— Instruction —
Retype the lines of the records below word for word, starting at the line with "Find plaid shirt" and continuing through the end of the records.

━━━━━ Supplied data ━━━━━

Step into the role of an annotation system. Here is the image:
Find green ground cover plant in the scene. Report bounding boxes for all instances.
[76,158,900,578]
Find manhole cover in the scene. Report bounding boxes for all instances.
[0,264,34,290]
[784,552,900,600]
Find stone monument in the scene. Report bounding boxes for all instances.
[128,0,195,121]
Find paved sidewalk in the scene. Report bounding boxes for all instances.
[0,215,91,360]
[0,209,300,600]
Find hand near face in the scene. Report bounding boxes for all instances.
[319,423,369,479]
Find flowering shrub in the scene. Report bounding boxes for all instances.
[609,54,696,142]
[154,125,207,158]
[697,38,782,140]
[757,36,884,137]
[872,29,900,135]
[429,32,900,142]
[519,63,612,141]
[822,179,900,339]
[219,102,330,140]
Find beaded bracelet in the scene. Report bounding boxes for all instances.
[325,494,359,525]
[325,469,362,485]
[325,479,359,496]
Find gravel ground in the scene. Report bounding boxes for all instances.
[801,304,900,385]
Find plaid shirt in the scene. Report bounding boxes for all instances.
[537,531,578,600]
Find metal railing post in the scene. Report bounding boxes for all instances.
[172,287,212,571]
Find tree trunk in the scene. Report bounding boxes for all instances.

━━━━━

— Expected answer —
Find plaid shirt in the scene. Report bounding boxes for all instances.
[537,531,578,600]
Find metal railing post in the scene. Report bounding boxes for all instances.
[172,287,212,571]
Find tree trunk in the scene. Report bounding boxes for all instances.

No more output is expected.